§ Exercise goal: Pull out each line in the rows below that contains the word "positive", matching uppercase and lowercase letters precisely.

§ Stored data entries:

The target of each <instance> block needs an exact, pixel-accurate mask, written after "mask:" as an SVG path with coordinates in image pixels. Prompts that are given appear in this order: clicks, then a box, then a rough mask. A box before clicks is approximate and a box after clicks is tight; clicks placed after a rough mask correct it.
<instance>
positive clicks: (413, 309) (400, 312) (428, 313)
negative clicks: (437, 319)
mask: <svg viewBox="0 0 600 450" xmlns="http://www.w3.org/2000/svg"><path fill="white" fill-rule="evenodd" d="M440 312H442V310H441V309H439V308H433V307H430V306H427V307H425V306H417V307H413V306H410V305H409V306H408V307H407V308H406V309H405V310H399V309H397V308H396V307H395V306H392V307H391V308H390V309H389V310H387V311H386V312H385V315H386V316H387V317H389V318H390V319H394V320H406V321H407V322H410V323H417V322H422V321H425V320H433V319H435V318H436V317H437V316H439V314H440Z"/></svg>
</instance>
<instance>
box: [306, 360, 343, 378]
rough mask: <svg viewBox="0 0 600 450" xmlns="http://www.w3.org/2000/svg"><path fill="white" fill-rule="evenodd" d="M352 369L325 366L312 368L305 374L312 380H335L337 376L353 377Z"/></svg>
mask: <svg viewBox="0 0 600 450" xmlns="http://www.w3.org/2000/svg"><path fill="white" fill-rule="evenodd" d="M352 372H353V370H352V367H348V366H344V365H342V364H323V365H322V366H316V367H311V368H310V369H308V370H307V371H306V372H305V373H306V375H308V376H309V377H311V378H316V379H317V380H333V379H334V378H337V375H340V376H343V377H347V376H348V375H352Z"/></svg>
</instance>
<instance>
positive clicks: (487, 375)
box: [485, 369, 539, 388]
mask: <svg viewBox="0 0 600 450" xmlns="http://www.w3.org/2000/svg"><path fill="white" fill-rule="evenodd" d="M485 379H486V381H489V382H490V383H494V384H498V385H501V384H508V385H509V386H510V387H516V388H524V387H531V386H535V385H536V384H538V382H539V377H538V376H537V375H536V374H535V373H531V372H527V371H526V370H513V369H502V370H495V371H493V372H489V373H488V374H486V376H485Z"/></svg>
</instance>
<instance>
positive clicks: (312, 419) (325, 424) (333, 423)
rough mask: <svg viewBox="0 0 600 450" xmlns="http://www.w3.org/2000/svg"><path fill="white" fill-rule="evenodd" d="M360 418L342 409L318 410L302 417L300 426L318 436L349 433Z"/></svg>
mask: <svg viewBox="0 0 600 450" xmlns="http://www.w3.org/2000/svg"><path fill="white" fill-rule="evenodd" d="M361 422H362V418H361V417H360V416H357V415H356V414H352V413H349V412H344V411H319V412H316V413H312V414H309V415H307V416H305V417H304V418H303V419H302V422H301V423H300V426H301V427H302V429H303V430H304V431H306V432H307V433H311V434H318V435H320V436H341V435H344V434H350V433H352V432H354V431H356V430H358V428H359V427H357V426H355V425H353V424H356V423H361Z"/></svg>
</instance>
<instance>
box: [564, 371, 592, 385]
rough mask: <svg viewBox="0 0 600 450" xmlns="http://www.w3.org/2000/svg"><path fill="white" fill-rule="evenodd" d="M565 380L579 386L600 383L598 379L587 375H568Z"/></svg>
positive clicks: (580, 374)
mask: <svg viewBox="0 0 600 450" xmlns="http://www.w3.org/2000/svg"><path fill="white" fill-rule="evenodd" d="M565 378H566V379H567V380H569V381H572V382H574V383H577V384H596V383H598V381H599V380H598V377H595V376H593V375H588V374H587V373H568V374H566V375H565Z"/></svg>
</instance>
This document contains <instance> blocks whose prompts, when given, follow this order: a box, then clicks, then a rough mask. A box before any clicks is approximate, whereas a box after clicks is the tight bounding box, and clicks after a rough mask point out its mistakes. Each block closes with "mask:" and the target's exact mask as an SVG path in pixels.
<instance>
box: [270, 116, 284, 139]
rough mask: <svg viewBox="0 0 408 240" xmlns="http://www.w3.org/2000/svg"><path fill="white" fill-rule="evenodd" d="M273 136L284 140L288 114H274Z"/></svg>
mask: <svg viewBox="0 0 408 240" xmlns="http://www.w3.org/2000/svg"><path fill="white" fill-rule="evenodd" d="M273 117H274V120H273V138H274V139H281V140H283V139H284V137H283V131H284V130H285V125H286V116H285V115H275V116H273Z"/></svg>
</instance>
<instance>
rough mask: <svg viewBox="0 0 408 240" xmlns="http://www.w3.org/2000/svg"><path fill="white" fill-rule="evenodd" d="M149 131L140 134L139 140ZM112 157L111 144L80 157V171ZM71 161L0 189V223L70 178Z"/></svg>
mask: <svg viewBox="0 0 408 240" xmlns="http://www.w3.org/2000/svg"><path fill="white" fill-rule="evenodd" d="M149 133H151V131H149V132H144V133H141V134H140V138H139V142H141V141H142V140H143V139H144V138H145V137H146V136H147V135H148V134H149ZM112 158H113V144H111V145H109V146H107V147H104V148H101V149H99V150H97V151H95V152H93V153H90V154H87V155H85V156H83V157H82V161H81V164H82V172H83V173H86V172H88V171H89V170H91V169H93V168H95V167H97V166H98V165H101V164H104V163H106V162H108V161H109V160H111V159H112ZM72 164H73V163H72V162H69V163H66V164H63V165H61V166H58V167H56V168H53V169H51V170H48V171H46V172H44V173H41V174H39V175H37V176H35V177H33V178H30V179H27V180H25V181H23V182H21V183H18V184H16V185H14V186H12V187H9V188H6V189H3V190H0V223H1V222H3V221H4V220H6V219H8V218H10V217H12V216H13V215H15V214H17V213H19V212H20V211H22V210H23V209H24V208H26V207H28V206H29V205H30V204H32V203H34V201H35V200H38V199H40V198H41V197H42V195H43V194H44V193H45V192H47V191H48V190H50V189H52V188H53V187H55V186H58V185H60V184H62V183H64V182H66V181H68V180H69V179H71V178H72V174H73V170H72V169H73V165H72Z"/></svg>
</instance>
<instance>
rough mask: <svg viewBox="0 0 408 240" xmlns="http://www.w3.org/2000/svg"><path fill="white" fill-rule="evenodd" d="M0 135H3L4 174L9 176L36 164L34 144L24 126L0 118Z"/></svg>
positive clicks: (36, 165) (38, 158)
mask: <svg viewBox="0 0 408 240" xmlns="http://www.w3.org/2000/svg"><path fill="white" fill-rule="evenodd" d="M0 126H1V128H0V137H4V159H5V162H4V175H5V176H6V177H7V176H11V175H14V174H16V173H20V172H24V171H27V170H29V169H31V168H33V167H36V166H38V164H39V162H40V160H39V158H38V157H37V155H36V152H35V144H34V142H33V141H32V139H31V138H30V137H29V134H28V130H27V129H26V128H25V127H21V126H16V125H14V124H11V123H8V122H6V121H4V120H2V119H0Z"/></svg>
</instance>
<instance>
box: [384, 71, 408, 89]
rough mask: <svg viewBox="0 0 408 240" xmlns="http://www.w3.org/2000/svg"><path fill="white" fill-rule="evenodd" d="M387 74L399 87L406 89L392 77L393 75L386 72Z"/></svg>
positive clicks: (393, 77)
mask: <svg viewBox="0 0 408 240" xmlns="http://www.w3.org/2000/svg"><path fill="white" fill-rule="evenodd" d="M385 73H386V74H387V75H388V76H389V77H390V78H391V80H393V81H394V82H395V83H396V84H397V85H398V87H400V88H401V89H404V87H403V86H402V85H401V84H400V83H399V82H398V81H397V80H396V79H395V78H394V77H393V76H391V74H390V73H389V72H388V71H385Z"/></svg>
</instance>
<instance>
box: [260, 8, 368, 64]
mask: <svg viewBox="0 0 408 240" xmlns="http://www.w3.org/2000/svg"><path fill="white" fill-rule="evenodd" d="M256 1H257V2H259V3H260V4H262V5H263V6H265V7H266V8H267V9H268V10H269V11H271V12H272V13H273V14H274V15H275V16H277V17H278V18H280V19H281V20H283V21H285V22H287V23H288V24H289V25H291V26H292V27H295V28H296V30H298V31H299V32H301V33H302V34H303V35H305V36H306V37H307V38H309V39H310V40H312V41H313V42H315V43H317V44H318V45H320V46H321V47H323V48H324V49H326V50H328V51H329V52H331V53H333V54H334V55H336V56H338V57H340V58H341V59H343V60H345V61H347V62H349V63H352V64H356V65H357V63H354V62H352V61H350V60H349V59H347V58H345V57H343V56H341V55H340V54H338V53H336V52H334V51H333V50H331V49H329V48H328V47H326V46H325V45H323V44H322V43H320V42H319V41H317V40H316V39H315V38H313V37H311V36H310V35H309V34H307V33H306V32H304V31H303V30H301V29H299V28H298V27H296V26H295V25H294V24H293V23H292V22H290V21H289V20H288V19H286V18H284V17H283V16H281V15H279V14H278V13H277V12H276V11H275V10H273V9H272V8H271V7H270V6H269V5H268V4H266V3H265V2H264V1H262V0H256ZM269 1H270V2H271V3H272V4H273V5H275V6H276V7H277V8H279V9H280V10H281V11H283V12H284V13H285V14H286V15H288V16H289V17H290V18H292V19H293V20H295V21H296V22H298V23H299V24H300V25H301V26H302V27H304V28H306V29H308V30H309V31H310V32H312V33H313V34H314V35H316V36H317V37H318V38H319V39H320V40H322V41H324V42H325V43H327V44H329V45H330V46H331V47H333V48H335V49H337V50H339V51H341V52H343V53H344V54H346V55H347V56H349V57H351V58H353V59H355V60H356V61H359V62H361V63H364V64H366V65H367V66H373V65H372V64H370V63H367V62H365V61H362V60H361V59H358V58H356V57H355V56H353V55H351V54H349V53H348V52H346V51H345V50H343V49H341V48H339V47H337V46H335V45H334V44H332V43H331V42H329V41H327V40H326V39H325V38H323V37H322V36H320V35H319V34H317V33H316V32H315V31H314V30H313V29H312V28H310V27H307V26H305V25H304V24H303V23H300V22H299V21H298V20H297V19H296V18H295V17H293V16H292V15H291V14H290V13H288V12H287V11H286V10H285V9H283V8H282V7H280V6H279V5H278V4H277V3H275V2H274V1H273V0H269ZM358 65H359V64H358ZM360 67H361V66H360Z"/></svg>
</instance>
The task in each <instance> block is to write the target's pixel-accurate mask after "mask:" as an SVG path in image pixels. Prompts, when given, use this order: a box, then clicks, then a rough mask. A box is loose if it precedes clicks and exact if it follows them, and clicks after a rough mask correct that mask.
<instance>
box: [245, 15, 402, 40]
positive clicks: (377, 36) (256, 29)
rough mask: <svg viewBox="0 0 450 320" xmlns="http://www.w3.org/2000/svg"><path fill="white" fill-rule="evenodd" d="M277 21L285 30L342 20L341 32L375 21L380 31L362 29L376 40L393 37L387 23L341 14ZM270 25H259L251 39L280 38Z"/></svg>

§ Expected answer:
positive clicks: (413, 309) (400, 312) (428, 313)
positive clicks: (487, 375)
positive clicks: (312, 419) (325, 424) (333, 423)
positive clicks: (580, 374)
positive clicks: (36, 165) (38, 158)
positive clicks: (393, 77)
positive clicks: (377, 36) (256, 29)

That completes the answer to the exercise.